### PASSAGE EXTRAIT

Le 8 juillet 1976, un lahar a ainsi descendu la rivière du Carbet sur 3,5 km. Il avait 30 à 50 m de large, et une épaisseur de 15 à 20 m.
Spontanément, 25 000 personnes du sud de la Basse-Terre évacuèrent la zone pour se réfugier vers la Grande-Terre, hors d'atteinte.
Une polémique très médiatisée éclata entre les scientifiques Claude Allègre et Haroun Tazieff sur la nécessité de l’évacuation. Claude Allègre préconisa l’évacuation de la population, affirmant catégoriquement que l’éruption serait grave, alors qu'Haroun Tazieff soutint que l’éruption était sans danger, toutes les analyses d’échantillons prélevés sur le volcan établissant qu’il n’y avait pas de montée de magma frais.
Hanté par le spectre de l'éruption catastrophique de la Montagne Pelée en Martinique et ses 29 000 morts, le préfet Aurousseau décida l’évacuation l’évacuation de la partie sud de la Basse-Terre ainsi que de la préfecture, soit 73 600 personnes. Aucun mort n'a été déploré et l’éruption ne fit que des dommages matériels.
L’activité volcanique continua encore quelques mois suite à cette éruption, avec d'autres coulées de boues et émissions de cendres. Le 15 août, l’évacuation totale et obligatoire du sud de la Basse-Terre fut ordonnée. Elle dura jusqu’au 18 novembre 1976.
Depuis, le magma a relâché de façon sporadique des gaz acides dans le système hydrothermal du volcan. L'activité du volcan a progressivement diminué jusqu'en 1992, où elle a augmenté à nouveau, vraisemblablement à cause d'une réorganisation de la circulation des fluides.
La surveillance de la Soufrière
L’observation de la Soufrière a débuté en 1950 avec la création du laboratoire de physique du globe à Saint-Claude, dépendant de l’institut de physique du globe de Paris. Deux sismographes furent installés immédiatement. C’est grâce à cet observatoire que l’éruption de 1976 fut détectée à l’avance.
L'accès du volcan est resté interdit durant l'année 1976 et le début de l'année 1977. En effet, tant que les éruptions phréatiques se poursuivaient, des projections de blocs avaient lieu. Seuls les scientifiques avaient accès à leurs appareils de contrôle, encadrés par des CRS chargés de la sécurité et munis de talkies walkies. En particulier l'équipe de Haroun Tazieff qui fut très active. Un seul blessé : François Le Guern, de l'équipe Tazieff, un de mes anciens étudiants à la fac des sciences de Besançon.

### ENTRÉES FOURNIES
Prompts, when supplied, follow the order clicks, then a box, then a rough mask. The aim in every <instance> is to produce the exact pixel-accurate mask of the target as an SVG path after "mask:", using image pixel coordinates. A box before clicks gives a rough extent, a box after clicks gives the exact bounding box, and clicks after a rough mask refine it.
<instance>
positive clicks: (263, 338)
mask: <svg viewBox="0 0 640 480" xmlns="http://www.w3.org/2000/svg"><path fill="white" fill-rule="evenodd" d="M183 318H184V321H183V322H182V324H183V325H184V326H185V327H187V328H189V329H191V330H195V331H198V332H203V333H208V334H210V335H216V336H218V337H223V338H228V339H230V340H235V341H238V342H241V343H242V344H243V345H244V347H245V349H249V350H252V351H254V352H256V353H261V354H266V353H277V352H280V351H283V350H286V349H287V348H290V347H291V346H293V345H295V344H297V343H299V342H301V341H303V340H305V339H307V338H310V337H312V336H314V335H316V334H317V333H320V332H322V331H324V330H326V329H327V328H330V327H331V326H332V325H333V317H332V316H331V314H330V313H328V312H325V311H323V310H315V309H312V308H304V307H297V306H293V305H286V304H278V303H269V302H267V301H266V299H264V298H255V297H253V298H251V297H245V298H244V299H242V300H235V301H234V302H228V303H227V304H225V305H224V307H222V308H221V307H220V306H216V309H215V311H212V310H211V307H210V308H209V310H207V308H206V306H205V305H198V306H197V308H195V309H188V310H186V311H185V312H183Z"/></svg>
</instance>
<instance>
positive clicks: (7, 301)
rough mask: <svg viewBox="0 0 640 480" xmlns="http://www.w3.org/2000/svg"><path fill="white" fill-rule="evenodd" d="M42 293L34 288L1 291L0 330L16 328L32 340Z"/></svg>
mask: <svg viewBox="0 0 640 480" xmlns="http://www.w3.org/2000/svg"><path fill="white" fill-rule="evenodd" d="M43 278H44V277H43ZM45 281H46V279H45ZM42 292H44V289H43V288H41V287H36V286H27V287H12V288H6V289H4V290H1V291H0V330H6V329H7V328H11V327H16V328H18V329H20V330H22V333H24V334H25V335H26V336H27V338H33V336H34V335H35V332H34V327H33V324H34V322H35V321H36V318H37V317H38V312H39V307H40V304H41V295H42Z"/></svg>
...
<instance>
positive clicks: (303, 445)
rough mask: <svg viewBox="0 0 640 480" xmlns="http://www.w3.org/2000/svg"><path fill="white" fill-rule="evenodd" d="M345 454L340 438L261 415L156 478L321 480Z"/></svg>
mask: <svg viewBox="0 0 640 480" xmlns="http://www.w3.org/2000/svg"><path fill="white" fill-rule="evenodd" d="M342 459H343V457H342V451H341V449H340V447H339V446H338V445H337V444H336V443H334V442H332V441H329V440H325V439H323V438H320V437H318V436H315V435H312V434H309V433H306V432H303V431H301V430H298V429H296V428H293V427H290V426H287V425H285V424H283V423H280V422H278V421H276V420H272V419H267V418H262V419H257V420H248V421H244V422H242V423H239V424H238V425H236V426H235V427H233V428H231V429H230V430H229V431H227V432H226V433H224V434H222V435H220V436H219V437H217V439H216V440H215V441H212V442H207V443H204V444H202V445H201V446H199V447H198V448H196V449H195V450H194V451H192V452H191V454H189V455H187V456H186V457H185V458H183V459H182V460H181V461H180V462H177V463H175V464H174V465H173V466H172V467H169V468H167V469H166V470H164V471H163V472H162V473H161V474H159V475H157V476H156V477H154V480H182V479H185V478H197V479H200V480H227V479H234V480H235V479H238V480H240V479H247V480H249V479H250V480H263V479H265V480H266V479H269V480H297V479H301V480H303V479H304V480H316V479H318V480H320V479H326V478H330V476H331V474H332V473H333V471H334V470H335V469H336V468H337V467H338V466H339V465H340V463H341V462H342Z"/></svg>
* * *
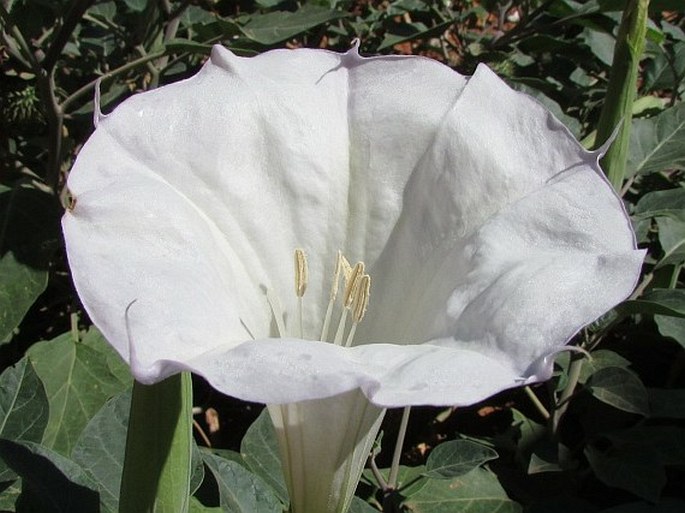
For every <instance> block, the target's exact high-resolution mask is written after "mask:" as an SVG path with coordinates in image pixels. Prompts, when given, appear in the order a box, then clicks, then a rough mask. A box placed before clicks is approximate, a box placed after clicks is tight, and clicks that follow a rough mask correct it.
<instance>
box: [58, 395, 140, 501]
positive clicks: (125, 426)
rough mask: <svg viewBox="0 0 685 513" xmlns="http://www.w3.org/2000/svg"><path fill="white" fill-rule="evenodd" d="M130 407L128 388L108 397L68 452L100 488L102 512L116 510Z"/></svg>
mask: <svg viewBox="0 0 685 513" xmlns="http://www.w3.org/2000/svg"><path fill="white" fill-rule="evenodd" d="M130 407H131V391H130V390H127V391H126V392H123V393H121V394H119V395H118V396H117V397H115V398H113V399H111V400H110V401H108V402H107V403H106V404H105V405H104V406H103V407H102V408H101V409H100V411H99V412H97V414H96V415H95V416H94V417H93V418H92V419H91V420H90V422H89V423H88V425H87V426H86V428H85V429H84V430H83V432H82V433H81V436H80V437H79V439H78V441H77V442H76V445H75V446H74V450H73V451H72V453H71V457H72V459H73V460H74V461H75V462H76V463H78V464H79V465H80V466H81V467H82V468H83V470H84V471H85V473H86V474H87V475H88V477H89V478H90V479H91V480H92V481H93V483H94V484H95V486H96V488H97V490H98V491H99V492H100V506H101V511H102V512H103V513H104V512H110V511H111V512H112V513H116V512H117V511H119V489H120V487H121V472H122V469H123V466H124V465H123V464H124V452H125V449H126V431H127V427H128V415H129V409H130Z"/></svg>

### QUESTIONS D'ÉTUDE
1. Résumez en deux phrases l'extrait sur la Soufrière.
2. Répondez aux questions suivantes à partir de l'extrait sur la Soufrière.
(a) Combien de personnes du sud de la Basse-Terre évacuèrent spontanément la zone ?
(b) En quelle année l'activité du volcan a-t-elle de nouveau augmenté ?
(c) Combien de sismographes furent installés dès la création du laboratoire de Saint-Claude ?
3. Poursuivez l'extrait sur la Soufrière à partir de l'endroit où il s'arrête.

### RÉPONSES FOURNIES
1. En 1976, l'activité de la Soufrière entraîna un lahar sur la rivière du Carbet et une polémique entre Claude Allègre et Haroun Tazieff sur l'évacuation, que le préfet Aurousseau décida finalement sans qu'aucun mort ne soit à déplorer. Observé depuis 1950 par le laboratoire de physique du globe de Saint-Claude, qui permit de détecter l'éruption de 1976 à l'avance, le volcan resta interdit d'accès en 1976 et au début de 1977, sauf pour les scientifiques.

2.
(a) 25 000 personnes.
(b) En 1992.
(c) Deux sismographes.

3.
À l'époque de l'éruption de 1976, j'étais en poste en Guadeloupe à l'Université des Antilles et de la Guyane en tant que professeur de biologie et je fus convié un jour à participer à une expédition d'une équipe chargée de relever des données.
L'accès de l'ancien parking de la Savane des Mulets étant interdit, l'équipe devait partir à pied depuis Saint-Claude pour atteindre le sommet du Carmichael, un petit piton voisin de la Soufrière et en vue directe avec la sommité du volcan.
Connaissant les conditions de ce transfert, j'avais décidé de me munir, outre d'un casse-croûte frugal, de mon seul imperméable et de mon appareil photo pour voyager léger. Mais mon petit bagage fut vite repéré et on me confia un fardeau : une batterie de 12 kg.
Il fallait grimper à travers une forêt sous des trombes d'eau, glissant dans les cendres, s'accrochant aux branches basses pour garder l'équilibre et progresser, l'épaule sciée par le poids des batteries. Et puis ce fut le sommet du Carmichael et l'installation des batteries. Ouf !
Ci-dessous le reportage en photos.
Après l'installation du matériel et une prise de nourriture, visite de la Soufrière elle-même pour inspecter les lieux et pratiquer des mesures in situ. Le casque est obligatoire.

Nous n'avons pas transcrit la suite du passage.